--- BEGIN Data shown ---
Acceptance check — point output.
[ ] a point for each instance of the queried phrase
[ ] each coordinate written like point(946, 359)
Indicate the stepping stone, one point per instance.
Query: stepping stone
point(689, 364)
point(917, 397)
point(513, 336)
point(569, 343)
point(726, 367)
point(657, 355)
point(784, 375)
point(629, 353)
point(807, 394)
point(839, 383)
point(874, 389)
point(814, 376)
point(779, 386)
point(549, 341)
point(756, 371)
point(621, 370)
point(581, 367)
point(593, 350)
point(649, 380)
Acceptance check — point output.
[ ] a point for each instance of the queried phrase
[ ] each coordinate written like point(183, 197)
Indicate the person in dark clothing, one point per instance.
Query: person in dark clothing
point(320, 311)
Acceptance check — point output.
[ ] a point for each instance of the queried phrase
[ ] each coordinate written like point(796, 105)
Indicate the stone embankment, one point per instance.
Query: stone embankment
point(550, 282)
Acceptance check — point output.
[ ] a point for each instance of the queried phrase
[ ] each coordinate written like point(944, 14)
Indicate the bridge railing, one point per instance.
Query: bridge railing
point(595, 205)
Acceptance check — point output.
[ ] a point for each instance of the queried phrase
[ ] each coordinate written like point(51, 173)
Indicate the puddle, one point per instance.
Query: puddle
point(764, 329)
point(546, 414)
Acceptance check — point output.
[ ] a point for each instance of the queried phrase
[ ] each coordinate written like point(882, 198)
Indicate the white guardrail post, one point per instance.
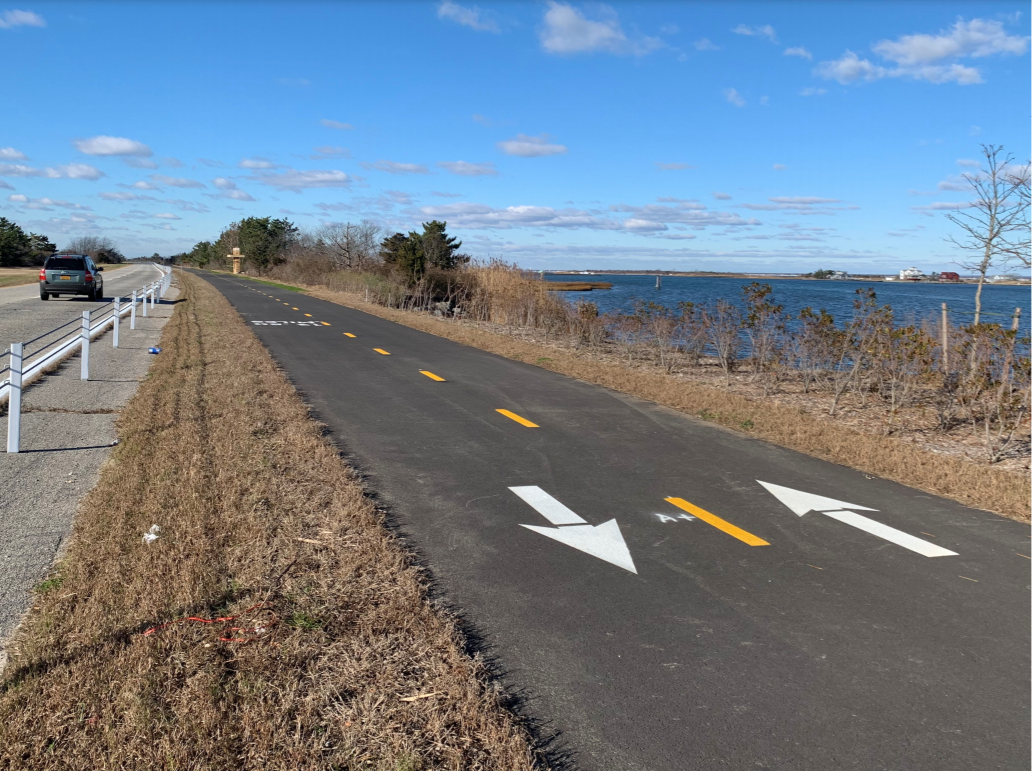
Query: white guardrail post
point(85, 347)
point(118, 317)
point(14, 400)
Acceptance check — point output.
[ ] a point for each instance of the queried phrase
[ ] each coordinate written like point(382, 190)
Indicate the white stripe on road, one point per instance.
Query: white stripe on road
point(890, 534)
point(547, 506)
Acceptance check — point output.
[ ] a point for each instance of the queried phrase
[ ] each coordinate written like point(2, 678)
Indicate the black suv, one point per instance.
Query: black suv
--- END Data shown ---
### Task prompt
Rewrite the whole listing above with every "Indicate" swapped for "Mark" and the rest unchanged. Leave out the pictures.

### Finished exercise
Acceptance check — point output.
[ ] a point for each instance of the queried phrase
[ ] each coordinate written like point(946, 359)
Mark the stepping stone, one point per instance.
Query: stepping stone
point(689, 364)
point(917, 397)
point(513, 336)
point(569, 343)
point(726, 367)
point(657, 355)
point(784, 375)
point(629, 353)
point(807, 394)
point(839, 383)
point(874, 389)
point(814, 376)
point(779, 386)
point(549, 341)
point(756, 371)
point(621, 370)
point(581, 367)
point(593, 350)
point(649, 380)
Acceptance check — point output.
[ ] a point for each instance of the queried phrase
[ ] each coordinate written like point(183, 197)
Mark the person in dark clothing, one point per instance.
Query: person in dark clothing
point(320, 311)
Acceptance check — point output.
[ ] a point for each instance of the queried phrase
[ ] each coordinate written like point(796, 105)
Mark the stone embankment, one point per instance.
Query: stone embankment
point(550, 282)
Acceptance check — point output.
[ ] a point for each instance of the queried phrase
[ ] each coordinate written like point(944, 14)
Mark the bridge railing, one point per instance.
Query: bridge railing
point(595, 205)
Acceptance check — point output.
[ ] a point for each instance of the queried phrase
[ ] each coordinate written like point(51, 173)
Mark the puddle, one point per instance.
Query: puddle
point(764, 329)
point(546, 414)
Acceptance check — point output.
[ ] a point for each instance of the queried phrase
[ ] each coordinate written like point(882, 198)
Mark the white guardrail post, one point per instance.
Query: white guardrail post
point(85, 347)
point(118, 317)
point(14, 400)
Acceptance check — point output.
[ ] a point for each instance of the queried phrase
[ ] each coordinate written like point(382, 190)
Mark the white stripe on road, one point per instance.
Query: white stripe on road
point(890, 534)
point(547, 506)
Acceptance check — point output.
[ ] a point for each instance of the queried phrase
[ ] each coordinate written like point(2, 678)
Mark the black suv, one point per instance.
Query: black suv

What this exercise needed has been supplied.